▸ **Part of a data file**
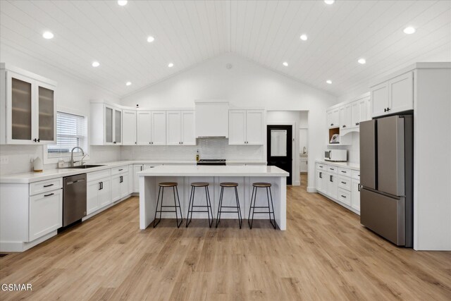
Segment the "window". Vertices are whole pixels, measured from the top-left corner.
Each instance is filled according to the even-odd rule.
[[[56,144],[47,145],[49,156],[66,156],[73,147],[85,146],[85,117],[63,112],[56,113]],[[74,150],[74,154],[81,152]],[[61,156],[63,155],[63,156]]]

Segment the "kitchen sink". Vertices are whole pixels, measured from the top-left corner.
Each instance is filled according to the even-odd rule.
[[[64,168],[86,169],[86,168],[91,168],[92,167],[99,167],[99,166],[104,166],[104,165],[94,165],[94,164],[78,165],[76,166],[64,167]]]

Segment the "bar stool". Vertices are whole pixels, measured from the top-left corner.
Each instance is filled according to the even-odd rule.
[[[247,219],[247,223],[249,226],[252,228],[252,224],[254,223],[254,214],[268,214],[269,215],[269,222],[276,229],[276,216],[274,215],[274,205],[273,204],[273,195],[271,192],[271,183],[254,183],[252,184],[252,195],[251,197],[251,207],[249,209],[249,218]],[[268,206],[255,206],[257,201],[257,188],[266,188],[266,197],[268,198]],[[269,193],[268,192],[269,191]],[[271,207],[269,204],[269,196],[271,195]],[[254,205],[252,205],[252,201],[254,201]],[[268,211],[255,212],[255,208],[267,208]],[[271,211],[272,209],[272,211]],[[252,219],[251,219],[251,211],[252,212]],[[273,214],[273,219],[271,219],[271,214]]]
[[[218,225],[221,221],[221,213],[237,213],[238,214],[238,223],[240,224],[240,228],[241,229],[241,225],[242,223],[242,218],[241,216],[241,208],[240,207],[240,199],[238,199],[238,190],[237,190],[237,187],[238,186],[237,183],[232,183],[232,182],[224,182],[219,184],[221,186],[221,193],[219,197],[219,205],[218,206],[218,216],[216,217],[216,228],[218,228]],[[224,195],[224,188],[235,188],[235,197],[237,202],[236,206],[223,206],[223,196]],[[223,211],[223,208],[235,208],[237,211]]]
[[[191,183],[191,194],[190,195],[190,203],[188,204],[188,214],[186,216],[186,228],[188,228],[188,225],[191,223],[192,219],[193,212],[206,212],[209,214],[209,225],[211,228],[213,223],[213,210],[211,209],[211,200],[210,199],[210,192],[209,191],[209,185],[210,184],[206,182],[194,182]],[[206,205],[194,205],[194,193],[196,192],[196,188],[205,188],[205,198],[206,200]],[[193,207],[206,207],[205,210],[193,210]],[[210,221],[210,211],[211,212],[211,221]],[[190,213],[191,213],[191,217],[190,217]]]
[[[156,199],[156,208],[155,209],[155,217],[154,219],[154,228],[155,228],[155,226],[156,225],[158,225],[160,221],[161,221],[161,212],[175,212],[175,219],[177,221],[177,228],[180,228],[180,225],[182,224],[182,221],[183,221],[183,217],[182,216],[182,207],[180,207],[180,199],[178,197],[178,189],[177,189],[177,185],[178,185],[178,183],[177,183],[177,182],[163,182],[161,183],[159,183],[159,190],[158,190],[158,197]],[[172,190],[173,190],[173,192],[174,193],[174,205],[170,205],[170,206],[165,206],[163,204],[163,195],[164,194],[164,188],[171,188],[172,187]],[[178,205],[177,204],[177,199],[175,199],[175,192],[177,192],[177,199],[178,200]],[[160,210],[158,209],[158,204],[160,202],[160,192],[161,192],[161,204],[160,204]],[[169,211],[163,211],[163,207],[170,207],[170,208],[174,208],[175,210],[169,210]],[[178,215],[177,214],[177,208],[178,207],[178,209],[180,212],[180,223],[178,222]],[[160,218],[159,219],[158,221],[156,222],[156,223],[155,223],[155,221],[156,221],[156,214],[159,213],[160,214]]]

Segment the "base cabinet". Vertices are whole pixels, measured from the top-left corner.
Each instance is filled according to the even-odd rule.
[[[29,241],[63,226],[63,190],[58,189],[30,197]]]
[[[316,191],[359,214],[360,173],[339,168],[338,174],[333,172],[336,168],[316,164]]]

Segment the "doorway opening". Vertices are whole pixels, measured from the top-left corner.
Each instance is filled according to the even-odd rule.
[[[292,181],[292,125],[267,125],[266,161],[268,165],[290,173],[287,185],[291,185]]]

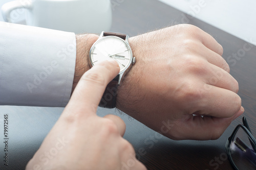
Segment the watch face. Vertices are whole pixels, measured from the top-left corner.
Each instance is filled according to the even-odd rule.
[[[93,45],[90,58],[92,65],[101,61],[114,60],[119,64],[120,73],[130,66],[133,55],[125,41],[110,36],[103,37]]]

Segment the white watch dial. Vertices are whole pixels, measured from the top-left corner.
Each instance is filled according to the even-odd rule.
[[[120,72],[129,66],[133,58],[132,50],[123,40],[114,36],[106,36],[94,44],[90,52],[92,64],[104,60],[116,60],[120,66]]]

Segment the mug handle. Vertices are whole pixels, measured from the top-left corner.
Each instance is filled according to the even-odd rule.
[[[31,0],[14,1],[4,4],[2,7],[3,17],[6,22],[11,22],[11,12],[16,9],[30,9],[32,7]]]

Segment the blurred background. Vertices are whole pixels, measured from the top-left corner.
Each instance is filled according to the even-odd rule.
[[[256,34],[253,34],[256,30],[255,1],[158,1],[256,45]],[[1,0],[0,7],[11,1],[12,1]],[[13,21],[15,23],[25,23],[25,9],[17,10],[13,12],[12,16],[15,19]],[[3,20],[1,13],[0,21]]]

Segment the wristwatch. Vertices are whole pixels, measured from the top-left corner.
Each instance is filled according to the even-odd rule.
[[[99,105],[100,107],[116,107],[117,87],[122,78],[136,62],[128,42],[129,38],[125,34],[102,32],[91,48],[89,63],[91,67],[100,61],[114,60],[118,63],[120,68],[118,75],[106,86]]]

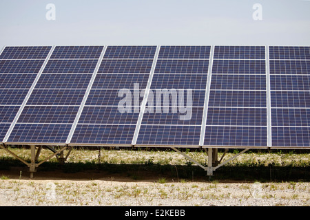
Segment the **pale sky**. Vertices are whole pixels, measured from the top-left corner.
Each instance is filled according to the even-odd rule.
[[[55,20],[45,17],[48,3]],[[94,45],[310,45],[310,1],[0,1],[0,50]]]

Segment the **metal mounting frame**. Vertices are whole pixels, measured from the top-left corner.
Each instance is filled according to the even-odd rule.
[[[242,154],[242,153],[245,153],[245,152],[247,152],[247,151],[249,150],[249,148],[245,148],[243,151],[242,151],[241,152],[240,152],[239,153],[238,153],[236,155],[234,155],[234,156],[233,156],[233,157],[226,160],[223,163],[221,163],[223,159],[224,158],[225,155],[226,155],[226,153],[228,151],[228,148],[225,148],[225,150],[224,151],[224,153],[222,155],[222,157],[220,159],[220,160],[218,160],[218,148],[207,148],[207,148],[205,148],[205,151],[206,151],[207,155],[207,157],[208,157],[208,164],[207,164],[208,166],[204,166],[200,163],[199,163],[198,162],[197,162],[194,159],[192,158],[189,155],[186,155],[185,153],[183,153],[182,151],[180,151],[179,150],[178,150],[175,147],[172,147],[172,148],[174,151],[176,151],[177,153],[180,153],[180,155],[183,155],[185,157],[187,158],[188,160],[189,160],[192,162],[195,163],[196,164],[197,164],[200,167],[201,167],[205,171],[207,171],[207,176],[212,176],[213,175],[213,172],[215,171],[216,169],[218,169],[220,166],[226,164],[229,162],[234,160],[236,157],[237,157],[240,155],[241,155],[241,154]]]
[[[21,162],[23,162],[23,164],[25,164],[25,165],[27,165],[29,167],[29,172],[30,173],[30,178],[33,178],[33,174],[34,174],[34,173],[37,172],[37,168],[39,166],[40,166],[45,162],[48,161],[48,160],[51,159],[54,156],[56,156],[59,162],[61,164],[63,164],[64,162],[67,160],[67,159],[72,151],[72,147],[68,146],[63,146],[58,151],[55,150],[54,148],[50,148],[50,147],[48,147],[48,148],[50,150],[51,150],[52,151],[53,151],[54,153],[50,155],[47,158],[44,159],[43,160],[40,161],[38,163],[36,163],[36,162],[38,162],[39,157],[40,153],[41,153],[41,150],[42,148],[42,146],[30,145],[30,163],[28,163],[26,161],[25,161],[23,159],[19,157],[15,153],[14,153],[13,152],[12,152],[9,149],[8,149],[8,148],[6,148],[4,146],[4,144],[0,145],[0,148],[5,150],[6,152],[8,152],[10,155],[12,155],[14,157],[20,160]],[[37,152],[36,152],[36,146],[38,147]],[[65,157],[63,153],[64,153],[64,151],[67,148],[68,148],[69,151]],[[54,150],[52,150],[52,149],[54,149]]]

▸ **REQUIREMENT**
How many lines of the material contain the string "opening"? Reply with the number alone.

▸ **CORRECT RESPONSE**
1